Listed records START

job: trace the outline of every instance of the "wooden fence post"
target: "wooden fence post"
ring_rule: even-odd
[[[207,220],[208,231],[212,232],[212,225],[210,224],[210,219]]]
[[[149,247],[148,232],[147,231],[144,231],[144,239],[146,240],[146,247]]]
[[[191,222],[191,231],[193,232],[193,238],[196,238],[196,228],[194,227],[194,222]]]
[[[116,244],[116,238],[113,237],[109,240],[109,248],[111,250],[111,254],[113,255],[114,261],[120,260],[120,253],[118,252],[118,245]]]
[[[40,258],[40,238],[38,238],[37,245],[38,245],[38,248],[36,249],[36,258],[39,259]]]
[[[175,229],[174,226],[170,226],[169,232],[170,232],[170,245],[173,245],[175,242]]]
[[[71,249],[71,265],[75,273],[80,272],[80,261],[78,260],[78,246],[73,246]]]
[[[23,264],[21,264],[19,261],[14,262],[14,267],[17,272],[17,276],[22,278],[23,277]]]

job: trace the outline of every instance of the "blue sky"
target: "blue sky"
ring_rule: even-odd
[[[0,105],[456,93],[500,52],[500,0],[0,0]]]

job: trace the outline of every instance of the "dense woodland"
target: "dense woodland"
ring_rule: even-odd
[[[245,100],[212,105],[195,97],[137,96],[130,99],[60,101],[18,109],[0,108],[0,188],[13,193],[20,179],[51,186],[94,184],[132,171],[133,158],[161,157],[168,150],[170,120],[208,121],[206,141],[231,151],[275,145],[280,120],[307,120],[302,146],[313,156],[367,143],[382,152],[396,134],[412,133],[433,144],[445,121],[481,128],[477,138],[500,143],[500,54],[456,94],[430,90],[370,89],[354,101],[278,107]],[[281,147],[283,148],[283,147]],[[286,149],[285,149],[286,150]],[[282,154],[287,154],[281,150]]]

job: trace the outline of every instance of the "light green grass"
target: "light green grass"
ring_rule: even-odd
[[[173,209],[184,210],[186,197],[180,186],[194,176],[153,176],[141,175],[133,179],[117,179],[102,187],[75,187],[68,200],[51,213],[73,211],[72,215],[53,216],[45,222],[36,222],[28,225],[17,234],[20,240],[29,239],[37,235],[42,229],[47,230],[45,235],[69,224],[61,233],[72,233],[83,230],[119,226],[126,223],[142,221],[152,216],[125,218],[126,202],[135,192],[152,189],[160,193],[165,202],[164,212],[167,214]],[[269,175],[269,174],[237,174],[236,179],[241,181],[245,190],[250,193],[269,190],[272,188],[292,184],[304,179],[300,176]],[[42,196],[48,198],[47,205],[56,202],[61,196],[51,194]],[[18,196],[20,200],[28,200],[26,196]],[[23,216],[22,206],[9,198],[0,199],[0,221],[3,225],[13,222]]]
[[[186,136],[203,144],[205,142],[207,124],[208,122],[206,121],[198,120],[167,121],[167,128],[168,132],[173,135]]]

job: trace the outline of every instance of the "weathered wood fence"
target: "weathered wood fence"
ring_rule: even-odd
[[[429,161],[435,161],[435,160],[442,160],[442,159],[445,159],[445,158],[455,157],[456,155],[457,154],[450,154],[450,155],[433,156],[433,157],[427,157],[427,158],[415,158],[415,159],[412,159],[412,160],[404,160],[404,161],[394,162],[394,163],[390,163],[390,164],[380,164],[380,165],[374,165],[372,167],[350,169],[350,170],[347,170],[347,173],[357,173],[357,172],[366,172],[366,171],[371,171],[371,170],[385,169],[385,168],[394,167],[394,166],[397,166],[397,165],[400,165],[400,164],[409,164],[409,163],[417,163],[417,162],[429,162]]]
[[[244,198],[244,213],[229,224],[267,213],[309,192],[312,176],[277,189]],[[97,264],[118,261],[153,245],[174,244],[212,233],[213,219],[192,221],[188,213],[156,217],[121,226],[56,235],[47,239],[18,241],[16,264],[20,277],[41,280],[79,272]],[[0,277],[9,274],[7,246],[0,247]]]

Listed records END

▶ _Aim of the exercise_
Line by line, write out the records above exactly.

▶ _Solution to this task_
job: trace the outline of every instance of the "wooden fence post"
target: "wooden fence post"
ring_rule: even-odd
[[[207,220],[208,231],[212,232],[212,225],[210,224],[210,219]]]
[[[149,247],[148,232],[147,231],[144,231],[144,239],[146,240],[146,247]]]
[[[191,222],[191,231],[193,232],[193,238],[196,238],[196,228],[194,227],[194,222]]]
[[[116,244],[116,238],[113,237],[109,240],[109,248],[111,250],[111,254],[113,255],[114,261],[120,260],[120,253],[118,252],[118,245]]]
[[[40,258],[40,238],[38,238],[37,245],[38,245],[38,248],[36,249],[36,258],[39,259]]]
[[[175,229],[174,226],[170,226],[169,232],[170,232],[170,245],[173,245],[175,242]]]
[[[71,249],[71,265],[75,273],[80,272],[80,261],[78,260],[78,246],[73,246]]]
[[[23,264],[21,264],[19,261],[14,262],[14,267],[17,272],[17,276],[22,278],[23,277]]]

job: trace the outline of every instance of the "blue sky"
target: "blue sky"
ring_rule: even-odd
[[[0,105],[456,93],[500,52],[500,0],[0,0]]]

job: trace the outline of every instance of the "dense woodland"
target: "dense woodland"
ring_rule: even-odd
[[[245,100],[212,105],[195,97],[137,96],[130,99],[60,101],[18,109],[0,108],[0,188],[13,193],[20,179],[51,186],[94,184],[132,171],[133,158],[161,157],[168,150],[170,120],[208,121],[206,141],[231,151],[275,145],[280,120],[307,120],[302,146],[313,156],[367,143],[382,152],[396,134],[412,133],[433,144],[445,121],[481,128],[477,138],[500,143],[500,54],[456,94],[430,90],[370,89],[354,101],[278,107]],[[281,147],[283,148],[283,147]],[[286,149],[285,149],[286,150]],[[282,154],[287,154],[281,150]]]

job: trace the outline of every instance of the "light green grass"
target: "light green grass"
ring_rule: even-odd
[[[173,209],[184,210],[186,197],[180,186],[194,176],[153,176],[141,175],[133,179],[117,179],[102,187],[75,187],[68,200],[51,213],[73,211],[72,215],[53,216],[45,222],[36,222],[28,225],[17,234],[20,240],[29,239],[37,235],[42,229],[47,230],[45,235],[69,224],[61,233],[72,233],[83,230],[119,226],[126,223],[142,221],[152,216],[125,218],[126,202],[135,192],[152,189],[160,193],[165,202],[164,212],[167,214]],[[269,175],[269,174],[237,174],[236,179],[241,181],[245,190],[250,193],[269,190],[272,188],[292,184],[304,179],[300,176]],[[42,196],[48,198],[47,205],[56,202],[61,196],[51,194]],[[18,196],[20,200],[28,200],[26,196]],[[23,216],[22,206],[9,198],[0,199],[0,221],[3,225],[13,222]]]
[[[186,136],[203,144],[205,142],[207,124],[208,122],[206,121],[198,120],[167,121],[167,128],[168,132],[173,135]]]

job: trace the outline of every instance of the "weathered wood fence"
target: "weathered wood fence"
ring_rule: even-odd
[[[429,161],[435,161],[435,160],[442,160],[442,159],[445,159],[445,158],[455,157],[456,155],[457,154],[450,154],[450,155],[433,156],[433,157],[427,157],[427,158],[415,158],[415,159],[412,159],[412,160],[404,160],[404,161],[394,162],[394,163],[390,163],[390,164],[380,164],[380,165],[374,165],[372,167],[350,169],[350,170],[347,170],[347,173],[357,173],[357,172],[366,172],[366,171],[371,171],[371,170],[385,169],[385,168],[394,167],[394,166],[397,166],[397,165],[400,165],[400,164],[409,164],[409,163],[417,163],[417,162],[429,162]]]
[[[244,198],[244,213],[229,224],[267,213],[309,192],[312,176],[277,189]],[[97,264],[118,261],[153,245],[174,244],[212,233],[213,219],[192,221],[188,213],[156,217],[121,226],[56,235],[47,239],[18,241],[16,264],[20,277],[41,280],[79,272]],[[0,277],[9,274],[7,246],[0,247]]]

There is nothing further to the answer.